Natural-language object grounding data
>>

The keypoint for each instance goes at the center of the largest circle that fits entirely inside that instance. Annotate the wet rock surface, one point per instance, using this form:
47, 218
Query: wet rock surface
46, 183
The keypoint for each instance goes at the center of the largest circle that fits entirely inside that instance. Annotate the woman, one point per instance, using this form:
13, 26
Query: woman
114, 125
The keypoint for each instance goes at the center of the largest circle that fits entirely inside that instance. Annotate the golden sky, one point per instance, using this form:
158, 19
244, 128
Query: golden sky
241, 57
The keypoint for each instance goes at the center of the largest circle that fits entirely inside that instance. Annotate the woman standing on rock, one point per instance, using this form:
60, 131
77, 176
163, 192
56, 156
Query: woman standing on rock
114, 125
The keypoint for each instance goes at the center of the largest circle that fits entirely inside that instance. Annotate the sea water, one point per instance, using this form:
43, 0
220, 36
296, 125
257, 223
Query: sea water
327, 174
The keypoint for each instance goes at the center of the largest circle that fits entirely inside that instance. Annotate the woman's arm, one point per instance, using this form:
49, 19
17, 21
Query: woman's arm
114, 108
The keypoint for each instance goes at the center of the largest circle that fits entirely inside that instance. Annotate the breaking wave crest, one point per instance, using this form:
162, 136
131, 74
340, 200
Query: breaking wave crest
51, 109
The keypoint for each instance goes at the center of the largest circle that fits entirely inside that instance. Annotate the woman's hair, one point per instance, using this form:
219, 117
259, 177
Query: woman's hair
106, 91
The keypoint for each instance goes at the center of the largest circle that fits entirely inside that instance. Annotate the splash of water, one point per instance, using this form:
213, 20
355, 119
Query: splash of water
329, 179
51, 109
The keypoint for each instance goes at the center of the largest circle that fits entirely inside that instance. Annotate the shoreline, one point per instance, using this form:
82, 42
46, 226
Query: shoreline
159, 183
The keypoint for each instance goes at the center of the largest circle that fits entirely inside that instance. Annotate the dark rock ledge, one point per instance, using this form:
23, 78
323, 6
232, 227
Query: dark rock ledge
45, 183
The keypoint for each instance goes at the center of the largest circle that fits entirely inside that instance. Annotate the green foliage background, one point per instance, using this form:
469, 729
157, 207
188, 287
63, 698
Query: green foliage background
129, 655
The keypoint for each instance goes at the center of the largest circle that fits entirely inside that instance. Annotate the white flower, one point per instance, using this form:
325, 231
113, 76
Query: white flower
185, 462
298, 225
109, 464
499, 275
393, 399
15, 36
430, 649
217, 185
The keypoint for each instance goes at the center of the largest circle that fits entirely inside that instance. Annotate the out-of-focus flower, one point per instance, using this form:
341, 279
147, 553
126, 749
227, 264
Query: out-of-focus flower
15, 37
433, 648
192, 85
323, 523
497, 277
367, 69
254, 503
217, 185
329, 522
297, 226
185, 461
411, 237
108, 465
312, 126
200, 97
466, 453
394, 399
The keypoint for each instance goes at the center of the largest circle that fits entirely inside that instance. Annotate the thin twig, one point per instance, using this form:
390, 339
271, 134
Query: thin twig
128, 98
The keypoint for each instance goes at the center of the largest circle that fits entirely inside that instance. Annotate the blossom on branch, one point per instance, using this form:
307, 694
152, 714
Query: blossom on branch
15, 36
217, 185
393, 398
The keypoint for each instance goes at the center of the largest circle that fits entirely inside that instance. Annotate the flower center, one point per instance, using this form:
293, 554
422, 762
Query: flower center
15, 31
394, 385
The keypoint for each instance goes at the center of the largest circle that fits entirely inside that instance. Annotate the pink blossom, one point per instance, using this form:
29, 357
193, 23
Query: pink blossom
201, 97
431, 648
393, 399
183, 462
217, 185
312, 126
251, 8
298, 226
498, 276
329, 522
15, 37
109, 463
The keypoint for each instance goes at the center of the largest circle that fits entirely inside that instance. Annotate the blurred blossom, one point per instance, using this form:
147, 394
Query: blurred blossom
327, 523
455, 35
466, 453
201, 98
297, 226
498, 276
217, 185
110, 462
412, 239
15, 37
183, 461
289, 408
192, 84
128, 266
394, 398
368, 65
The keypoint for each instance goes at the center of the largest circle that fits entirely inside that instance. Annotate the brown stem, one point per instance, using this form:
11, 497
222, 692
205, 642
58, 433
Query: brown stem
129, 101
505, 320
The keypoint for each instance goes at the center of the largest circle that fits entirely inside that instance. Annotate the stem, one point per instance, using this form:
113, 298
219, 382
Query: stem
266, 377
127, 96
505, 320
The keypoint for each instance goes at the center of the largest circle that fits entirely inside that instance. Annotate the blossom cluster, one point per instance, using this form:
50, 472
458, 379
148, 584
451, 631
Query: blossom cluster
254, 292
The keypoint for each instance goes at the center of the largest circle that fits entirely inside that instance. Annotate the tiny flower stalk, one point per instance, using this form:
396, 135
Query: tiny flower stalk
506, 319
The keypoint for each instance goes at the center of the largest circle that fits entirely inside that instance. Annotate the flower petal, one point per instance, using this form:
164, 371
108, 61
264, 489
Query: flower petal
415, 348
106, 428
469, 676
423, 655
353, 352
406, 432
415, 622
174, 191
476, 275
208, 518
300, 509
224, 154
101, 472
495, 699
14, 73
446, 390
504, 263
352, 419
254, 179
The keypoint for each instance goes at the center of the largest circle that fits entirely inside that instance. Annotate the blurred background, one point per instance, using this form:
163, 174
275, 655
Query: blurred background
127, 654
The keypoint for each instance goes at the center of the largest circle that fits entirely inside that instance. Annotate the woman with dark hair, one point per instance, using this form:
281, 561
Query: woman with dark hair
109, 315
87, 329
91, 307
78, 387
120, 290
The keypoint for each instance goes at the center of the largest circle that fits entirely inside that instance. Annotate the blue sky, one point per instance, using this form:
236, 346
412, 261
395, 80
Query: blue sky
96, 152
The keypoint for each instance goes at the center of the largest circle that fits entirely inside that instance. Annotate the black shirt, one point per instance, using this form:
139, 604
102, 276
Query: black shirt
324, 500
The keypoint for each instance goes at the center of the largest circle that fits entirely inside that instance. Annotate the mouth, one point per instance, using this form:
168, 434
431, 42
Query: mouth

<<

Your response should consist of the records, printed exactly.

The keypoint for each instance goes at the center of the largest circle that fits entirely inside that instance. Annotate the wet rock surface, one point per instance, using this form:
47, 218
Query: wet rock surface
46, 183
The keypoint for each instance goes at the center of the largest circle that fits entirely inside that instance. Annotate the woman, one point per instance, using this form:
13, 26
Query: woman
114, 125
The keypoint for each instance goes at the center of the largest circle that fits entirely inside that instance. Annotate the golden sky, one point per instance, using this form:
158, 19
244, 128
Query: golden sky
241, 57
The keypoint for each instance goes at the center of the largest circle that fits entirely inside that instance. Annotate the woman standing on rock, one point per instance, using this form:
60, 131
77, 176
163, 192
56, 156
Query: woman standing on rock
114, 125
The keypoint for each instance goes at the center of the largest circle that fits entirely inside that instance. Annotate the sea water, one point per instance, using this form:
43, 0
220, 36
296, 125
257, 223
Query: sea water
327, 174
The keypoint for each instance goes at the center of the largest circle that fits entirely inside that instance. Annotate the woman's arm, one point per instance, using this form:
49, 19
17, 21
Query: woman's arm
114, 108
The keypoint for each instance goes at the center of the largest circle that fits entirely inside that instance. Annotate the breaking wave crest, one point per instance, using this form:
162, 136
131, 74
340, 200
Query: breaking wave crest
51, 109
The keypoint for each instance goes at the center of the largest circle that fits entirely inside that instance. Annotate the woman's hair, one point per instance, using this form:
219, 117
259, 177
Query: woman's hair
106, 91
The keypoint for each instance goes at the center of the largest circle that fits entirely inside that instance. Annotate the splash of water, one point per instance, using this form:
213, 20
355, 119
Query: splash of water
329, 179
51, 109
The keypoint for each instance goes at the center of the largest circle that fits entirely inside that instance. Annotate the shoreline, one point per instance, using this form:
82, 42
46, 226
Query: shoreline
159, 183
The keypoint for each instance goes at the center of the largest circle that fits entirely inside that instance. Annotate the dark rock ledge, one point per instance, using this form:
23, 78
323, 6
232, 227
Query: dark rock ledge
45, 183
The keypoint for each instance goes at the center of the largest circle that fits entirely inside that instance. Annotate the green foliage background, one point per instance, using this form:
469, 729
157, 207
188, 287
63, 698
Query: green foliage background
129, 655
The keypoint for each instance goes at the center of the largest circle that fits entirely inside that instance. Annotate the white flower, one point per instance, using this form:
325, 231
113, 76
Query: white flower
185, 462
298, 225
109, 464
499, 275
393, 399
15, 36
430, 649
217, 185
The keypoint for each instance goes at the center of the largest circle that fits entirely inside that instance. Annotate the out-of-focus flower, one point per instance, using this form:
341, 279
147, 553
126, 749
227, 264
Query: out-of-focus flower
15, 37
433, 648
192, 85
323, 523
497, 277
367, 69
254, 503
217, 185
329, 522
297, 226
185, 461
411, 237
108, 465
312, 126
200, 97
466, 453
394, 399
The keypoint for each instance goes at the center of the largest circle that fits entirely inside that instance. Annotate the thin twig, one point per instance, using this form:
390, 339
271, 134
Query: thin twig
128, 98
The keypoint for each instance goes at the center of the largest circle that fits entirely inside that instance. Annotate the blossom on branch, one point per instance, using this form:
307, 694
152, 714
Query: blossom on branch
15, 36
217, 185
393, 398
The keypoint for each instance goes at the center of the largest circle that fits entirely inside that instance. Annotate the flower center, one point per instance, using this form:
293, 554
422, 762
Query: flower center
15, 31
394, 385
The keypoint for each instance goes at the center of the largest circle that fits entirely inside that instance. Annotate the pink blossom, one point per instance, using this form:
29, 357
193, 23
Query: pink blossom
201, 97
431, 648
393, 399
183, 462
217, 185
312, 126
251, 8
298, 226
498, 276
329, 522
15, 37
109, 463
The keypoint for each instance goes at the center of the largest circle that fits entirely inside that instance. Annotate the blurred blossom, one point per instance, using this form:
147, 394
Query: blurred blossom
327, 523
455, 35
466, 453
201, 98
297, 226
498, 276
217, 185
110, 462
412, 239
15, 37
183, 461
289, 408
192, 84
128, 266
394, 398
368, 65
The keypoint for each instance goes at the center of the largest circle that fits entirely inside that instance. Annotate the brown stem, one point per instance, using this form:
11, 497
222, 692
205, 642
58, 433
Query: brown stem
129, 101
505, 320
The keypoint for each instance goes at the center of the largest circle that fits entirely inside that instance. Annotate the stem, one point per instance, using this form:
113, 298
219, 382
Query: stem
266, 377
127, 96
505, 320
The keypoint for each instance goes at the center of the largest circle that fits entirely inside that instance. Annotate the blossom cluster, one point per instance, using this form:
50, 472
458, 379
148, 584
451, 631
Query: blossom cluster
254, 292
The keypoint for each instance goes at the center of the largest circle that fits entirely inside that instance. Annotate the tiny flower stalk, one point per instance, using this form:
396, 135
Query: tiny flower stalk
506, 319
The keypoint for each instance goes at the center of the largest circle that fits entirely inside that instance. Annotate the flower petal, one point per instance, using this form:
164, 371
108, 61
264, 489
Query: flower petal
415, 348
106, 428
469, 676
423, 655
353, 352
406, 432
415, 622
174, 191
476, 275
208, 518
300, 509
224, 154
101, 472
495, 699
14, 73
446, 390
504, 263
352, 419
254, 179
The keypoint for each instance goes at the center of the largest circle that fits entirely inside that instance. Annotate the blurred background, one point per instance, using this form:
163, 174
275, 655
Query: blurred background
127, 654
The keypoint for each instance goes at the center of the largest circle that fits entirely inside that instance. Annotate the woman with dark hair, one point per instance, using this form:
281, 561
Query: woman with dark hair
109, 315
87, 329
91, 307
78, 387
120, 290
The keypoint for each instance goes at the center of the largest circle that fits entirely inside that instance. Annotate the blue sky, one point per instance, using this form:
236, 346
412, 261
395, 80
Query: blue sky
96, 152
The keypoint for each instance goes at the center of the largest circle that fits entirely inside that instance. Annotate the black shirt, one point per instance, using this form:
139, 604
102, 276
Query: black shirt
324, 500
The keypoint for each instance goes at the center of the largest circle that fits entirely inside that instance. Annotate the mouth, one point per instance, using this form:
168, 434
431, 42
Query: mouth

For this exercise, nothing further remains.